Le Mois de la photo fête ses 30 ans

57 expositions sont au programme autour du thème « Paris collectionne »

Le Journal des Arts

Le 3 novembre 2010 - 1488 mots

La manifestation s’appuie largement sur la collection réunie par la Maison européenne de la photographie.

La rétrospective « André Kertész » au Jeu de paume, le fonds méconnu de la Fondation Re Rebaudengo à la Cité de l’architecture, les reportages de Pierre et Alexandra Boulat au Petit Palais, le lauréat du prix de l’Académie française Thibaut Cuisset à l’Institut de France, Saul Leiter ou Françoise Huguier dans les galeries : en cinquante-sept expositions resserrées autour du thème « Paris collectionne », le Mois de la photo 2010 fête ses 30 ans. La manifestation, devenue européenne depuis 2004, a même été labellisée dans trente capitales, de Houston à Beyrouth. « En 1980, aucune manifestation photographique n’existait à Paris. L’idée s’est imposée de créer un événement qui fédère musées et galeries pour redonner ses lettres de noblesse à la photo, qui avait connu un véritable engouement au XIXe siècle. Aujourd’hui, elle a perdu son statut de document au profit de celui d’œuvre d’art », se félicite Jean-Luc Monterosso, fondateur de la biennale au sein de l’association Paris Audiovisuel. Il est également directeur de la Maison européenne de la photographie (MEP) qu’il a fondée en 1996, et dont la collection, riche de 20 000 épreuves contemporaines et d’une cinquantaine de vidéos de photographes, est célébrée à travers les choix rigoureux de l’exposition « Autour de l’extrême », expurgée de la participation jugée inopportune de François-Marie Banier. Le corps, mutilé, mortifié dans les images à l’âpre beauté formelle de George Dureau, de David Nebreda ou du jeune brésilien Rodrigo Braga est l’un des thèmes de cette étude des limites, sans cesse repoussées, de la création. L’ensemble s’achève dans l’éblouissement de L’Ultime au blanc létal qu’exprime Rossella Bellusci.

(Éléments issus d'une source de données)

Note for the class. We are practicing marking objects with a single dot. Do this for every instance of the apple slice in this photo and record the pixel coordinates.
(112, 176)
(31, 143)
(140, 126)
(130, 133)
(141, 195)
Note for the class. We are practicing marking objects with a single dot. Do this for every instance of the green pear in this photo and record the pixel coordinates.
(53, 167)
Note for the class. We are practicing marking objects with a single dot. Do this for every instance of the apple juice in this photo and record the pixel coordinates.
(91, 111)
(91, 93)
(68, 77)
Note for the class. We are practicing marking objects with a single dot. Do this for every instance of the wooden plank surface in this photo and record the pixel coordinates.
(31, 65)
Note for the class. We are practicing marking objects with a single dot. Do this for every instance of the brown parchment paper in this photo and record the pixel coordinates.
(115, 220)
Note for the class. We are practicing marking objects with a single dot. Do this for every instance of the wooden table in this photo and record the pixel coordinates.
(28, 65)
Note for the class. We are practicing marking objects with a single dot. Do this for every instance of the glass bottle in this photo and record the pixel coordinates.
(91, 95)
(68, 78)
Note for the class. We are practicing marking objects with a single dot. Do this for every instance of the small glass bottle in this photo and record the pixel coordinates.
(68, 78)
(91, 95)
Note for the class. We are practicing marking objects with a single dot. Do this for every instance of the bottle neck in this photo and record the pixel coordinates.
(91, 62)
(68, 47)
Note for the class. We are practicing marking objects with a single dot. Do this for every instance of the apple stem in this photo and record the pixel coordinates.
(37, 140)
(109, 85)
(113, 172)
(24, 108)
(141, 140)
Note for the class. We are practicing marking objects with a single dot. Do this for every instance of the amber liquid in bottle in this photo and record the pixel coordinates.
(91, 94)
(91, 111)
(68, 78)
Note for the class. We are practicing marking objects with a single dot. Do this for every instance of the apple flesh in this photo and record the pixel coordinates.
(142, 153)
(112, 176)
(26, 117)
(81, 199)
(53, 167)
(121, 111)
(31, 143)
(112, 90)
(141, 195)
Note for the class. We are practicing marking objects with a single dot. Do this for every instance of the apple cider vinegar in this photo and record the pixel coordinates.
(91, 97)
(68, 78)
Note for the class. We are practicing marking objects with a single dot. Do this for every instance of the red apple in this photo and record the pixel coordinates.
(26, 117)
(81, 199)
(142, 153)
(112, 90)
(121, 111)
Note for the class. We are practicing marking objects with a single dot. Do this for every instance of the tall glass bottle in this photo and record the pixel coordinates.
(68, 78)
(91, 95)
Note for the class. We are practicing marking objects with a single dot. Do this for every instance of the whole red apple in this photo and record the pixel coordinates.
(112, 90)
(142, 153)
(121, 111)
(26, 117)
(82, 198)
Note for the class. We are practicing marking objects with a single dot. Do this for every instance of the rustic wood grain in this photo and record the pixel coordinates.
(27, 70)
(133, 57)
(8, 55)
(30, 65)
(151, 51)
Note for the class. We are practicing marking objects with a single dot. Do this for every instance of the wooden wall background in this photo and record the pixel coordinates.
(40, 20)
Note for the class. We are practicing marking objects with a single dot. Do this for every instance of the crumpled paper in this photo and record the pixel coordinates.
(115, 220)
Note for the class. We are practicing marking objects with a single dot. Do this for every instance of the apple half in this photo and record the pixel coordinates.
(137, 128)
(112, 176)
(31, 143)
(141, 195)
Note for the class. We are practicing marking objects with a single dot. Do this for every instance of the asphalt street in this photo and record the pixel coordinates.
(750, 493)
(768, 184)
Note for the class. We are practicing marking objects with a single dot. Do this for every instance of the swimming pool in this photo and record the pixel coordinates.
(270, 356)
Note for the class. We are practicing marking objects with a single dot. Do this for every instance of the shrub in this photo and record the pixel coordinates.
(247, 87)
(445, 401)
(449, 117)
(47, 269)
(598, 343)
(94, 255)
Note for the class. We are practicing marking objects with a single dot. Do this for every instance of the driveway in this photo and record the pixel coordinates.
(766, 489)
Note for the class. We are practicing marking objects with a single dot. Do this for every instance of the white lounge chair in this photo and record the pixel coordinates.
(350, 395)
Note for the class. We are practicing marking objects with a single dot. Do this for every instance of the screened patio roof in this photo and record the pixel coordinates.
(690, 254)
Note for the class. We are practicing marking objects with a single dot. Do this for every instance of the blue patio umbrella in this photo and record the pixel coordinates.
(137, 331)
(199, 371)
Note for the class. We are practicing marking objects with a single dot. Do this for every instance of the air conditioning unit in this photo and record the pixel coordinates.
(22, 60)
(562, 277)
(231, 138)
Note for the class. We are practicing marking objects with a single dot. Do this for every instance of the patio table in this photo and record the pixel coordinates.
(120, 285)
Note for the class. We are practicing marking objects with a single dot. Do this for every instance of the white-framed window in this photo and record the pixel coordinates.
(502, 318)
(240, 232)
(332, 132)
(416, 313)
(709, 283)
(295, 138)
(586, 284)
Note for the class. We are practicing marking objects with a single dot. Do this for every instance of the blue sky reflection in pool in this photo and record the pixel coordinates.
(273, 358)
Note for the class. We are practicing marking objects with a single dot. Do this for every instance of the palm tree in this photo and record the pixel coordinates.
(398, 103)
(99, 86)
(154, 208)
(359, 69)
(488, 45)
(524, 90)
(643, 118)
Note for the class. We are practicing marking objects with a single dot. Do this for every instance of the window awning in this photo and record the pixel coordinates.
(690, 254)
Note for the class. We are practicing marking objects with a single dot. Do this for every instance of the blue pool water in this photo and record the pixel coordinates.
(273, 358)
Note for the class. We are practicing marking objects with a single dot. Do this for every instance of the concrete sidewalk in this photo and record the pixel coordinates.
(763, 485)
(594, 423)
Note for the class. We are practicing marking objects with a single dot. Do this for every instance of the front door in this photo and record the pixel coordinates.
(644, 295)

## Consigne écrite 1
Dans l'article sur le Mois de la photo, quels photographes sont cités pour leurs images du corps mutilé et mortifié dans l'exposition « Autour de l'extrême » ?
## Consigne écrite 2
D'après l'article sur le Mois de la photo, combien d'épreuves contemporaines compte la collection de la Maison européenne de la photographie ?
## Consigne écrite 3
Rédigez la suite de l'article sur le Mois de la photo, en reprenant après sa dernière phrase.

## Réponse 1
George Dureau, David Nebreda et Rodrigo Braga.

## Réponse 2
20 000 épreuves contemporaines.

## Réponse 3
Redécouvertes
Pour cette édition anniversaire du Mois de la photo, des prêts de la MEP font redécouvrir de rares vintages ou des ensembles jamais exposés, comme les quarante tirages de Mario Giacomelli à l’Institut culturel italien, ou le portfolio, peu vu, sur la France en 1956-1958 de Harry Callahan choisi par la Fondation Henri Cartier-Bresson. Sous le titre « Variations », une sélection d’œuvres de cet employé au labo photo des usines General Motors de Detroit en 1944, devenu enseignant à l’Institute of Design de Chicago en 1946, décline à l’infini des compositions minimales elliptiques, à la manière noire que foudroie un rai de lumière pointant le sujet. Trois thèmes leitmotiv que Callahan résumait par « tous ces va-et-vient entre la ville, la nature et Eleanor », sa femme et modèle.  Largement mise à l’honneur lors de cette édition du Mois de la photo, la collection trentenaire de la MEP continue de s’enrichir et d’être documentée. En 2014, elle accueillera la série Paris vu par Martin Parr, tandis que les éditions Steidl s’apprêtent à publier les six tomes de son catalogue raisonné incluant les portfolios controversés de Larry Clark qui font l’actualité au Musée d’art moderne de la Ville de Paris (lire le JdA no 333, 22 octobre, p. 12). Fête de l’argentique, le Mois de la photo témoigne d’un intérêt croissant pour les nouvelles technologies. « L’irruption du numérique, qui a décloisonné cet art fragile qu’était la photo, donne une vitalité à la création visuelle dans le monde », note Jean-Luc Monterosso. Sur Internet, la plateforme réflexive « Mutations » en examine les nouveaux supports.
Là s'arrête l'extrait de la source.